= Work to complete =
Give the listing again exactly as written.
________________________________________
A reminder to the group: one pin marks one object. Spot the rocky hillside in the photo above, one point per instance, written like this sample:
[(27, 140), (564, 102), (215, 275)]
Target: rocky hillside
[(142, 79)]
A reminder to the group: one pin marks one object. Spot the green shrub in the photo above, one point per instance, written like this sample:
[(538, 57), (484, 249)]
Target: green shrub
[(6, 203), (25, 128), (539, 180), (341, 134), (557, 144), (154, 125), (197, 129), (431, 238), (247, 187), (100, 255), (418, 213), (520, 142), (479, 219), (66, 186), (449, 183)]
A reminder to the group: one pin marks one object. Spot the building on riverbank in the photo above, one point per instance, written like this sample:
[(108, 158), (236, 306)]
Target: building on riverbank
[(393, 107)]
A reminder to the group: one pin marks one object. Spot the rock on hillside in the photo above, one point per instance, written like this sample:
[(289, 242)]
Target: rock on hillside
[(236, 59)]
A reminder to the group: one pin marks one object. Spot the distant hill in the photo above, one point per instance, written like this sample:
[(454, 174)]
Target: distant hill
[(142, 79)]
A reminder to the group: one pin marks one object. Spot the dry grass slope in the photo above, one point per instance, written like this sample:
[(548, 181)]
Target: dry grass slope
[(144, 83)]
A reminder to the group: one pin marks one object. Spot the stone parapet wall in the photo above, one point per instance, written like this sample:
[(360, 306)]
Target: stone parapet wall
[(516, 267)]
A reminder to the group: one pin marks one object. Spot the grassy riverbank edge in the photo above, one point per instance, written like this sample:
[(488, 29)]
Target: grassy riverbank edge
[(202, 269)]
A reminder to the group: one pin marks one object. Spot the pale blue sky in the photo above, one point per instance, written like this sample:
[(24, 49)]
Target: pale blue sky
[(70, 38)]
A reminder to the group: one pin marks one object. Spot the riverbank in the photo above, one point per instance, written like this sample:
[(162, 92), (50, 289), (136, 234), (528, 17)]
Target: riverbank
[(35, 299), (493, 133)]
________________________________________
= Output for this task =
A reminder to the group: one pin marks one object. Spot the rocky hillside in the photo above, one point per instance, written like this sample:
[(27, 140), (564, 102), (215, 275)]
Target: rocky hillside
[(142, 79)]
A reminder to the group: one pin marks one object. Spot the green shrub in the photo above, one point per instance, written like this sample:
[(538, 57), (484, 249)]
Target: green shrub
[(6, 203), (25, 128), (539, 180), (341, 134), (557, 144), (154, 125), (197, 129), (431, 238), (247, 187), (100, 255), (418, 213), (520, 142), (479, 219), (66, 186), (449, 183)]
A reminder to the group: one pin marks one object. Spot the building on riverbank in the photo above, one point per instance, written like this sample:
[(108, 158), (236, 306)]
Target: building on riverbank
[(393, 107)]
A reminder to the group: one pin marks one object. Spot the rock on hillside in the photo above, one point per instance, written like this sample:
[(289, 242)]
Target: rock on hillside
[(236, 59)]
A reminder to the group: one pin marks one object. Spot the distant hill in the photo above, one point per instance, written like this sample:
[(454, 174)]
Target: distant hill
[(142, 79)]
A reminder to the group: one pin marks one object. Spot the dry grass slope in the photo above, one point per instance, written like this sample:
[(548, 181)]
Target: dry grass slope
[(144, 83)]
A reminder to the group: one pin marks one object. Spot the stone parapet wall in the photo above, one point per instance, written like this sample:
[(360, 306)]
Target: stone parapet wall
[(516, 267)]
A reminder to the group: one pin marks one object. Spot the grassy riverbank edge in the photo above, one point per instance, written like this sample:
[(488, 29)]
Target: grassy riverbank edge
[(202, 269)]
A reminder to the group: one pin marks one object. Spot the pale blue sky in the photo above, one point per instance, written like this sample:
[(24, 49)]
Target: pale blue sky
[(70, 38)]
A reminder to the group: one pin marks one object. Spot the riverbank in the photo above, one point per instance, written like this sample:
[(162, 92), (50, 289), (136, 234), (528, 17)]
Target: riverbank
[(35, 299), (493, 133)]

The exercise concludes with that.